Text provided:

The Miracle Club with Mitch Horowitz starts tonight at 8 p.m. EST / 5 p.m. PST. Learn more and register.
I first discovered Mitch Horowitz through a reading of Occult America. Lately, I’m learning a lot through his book on New Thought: One Simple Idea and more recently, Mind As Builder. Mitch is currently working on a new book entitled The Miracle Club: How Thoughts Become Reality, and Nura Learning is fortunate to have an early taste with the upcoming, same-titled online seminar this Thursday, April 19th: “The Miracle Club.” The idea is simple, but radical: what if our thoughts are causative? The implications of positive mind metaphysics aren’t new to the extended “consciousness culture” and can often be identified in New Age bookstores, but the concept has a rich, often untold history. When we take it seriously, we challenge ourselves to alter and re-shape our habits, our intentions, our interior selves. In short, the notion that our inner thoughts can “concretize” into outer realities is a tremendously empowering and practical life philosophy. So: what if we really believed it? This idea dates back: far, far back to antiquity in the ancient world—perhaps even further, but its recent proponents—in the last century or so—have given it a uniquely modern twist, appealing to those who would otherwise dismiss mystical ideas (Speaking for myself? I am happy to embrace both the mystical and the modern). I spoke with Mitch about the fascinating origins of this idea and how anyone can adopt it as a radical, practical philosophy of life.

Source data:
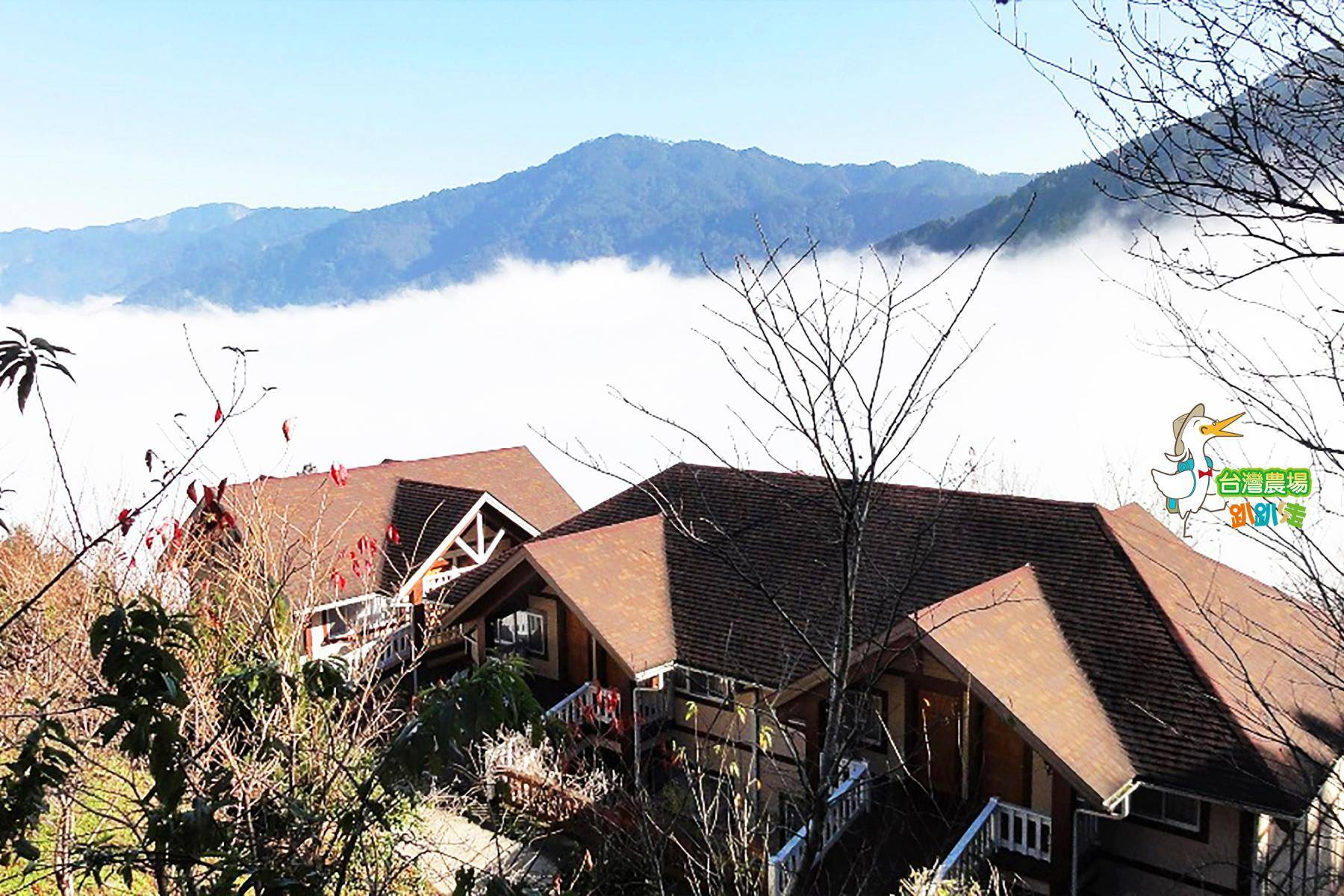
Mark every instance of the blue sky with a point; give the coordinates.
(121, 111)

Work instructions:
• A. Translate this sentence from the seminar announcement into Spanish: "The idea is simple, but radical: what if our thoughts are causative?"
• B. Name every book title that appears in the seminar announcement.

Per-task outputs:
• A. La idea es sencilla, pero radical: ¿y si nuestros pensamientos fueran causales?

• B.
- Occult America
- One Simple Idea
- Mind As Builder
- The Miracle Club: How Thoughts Become Reality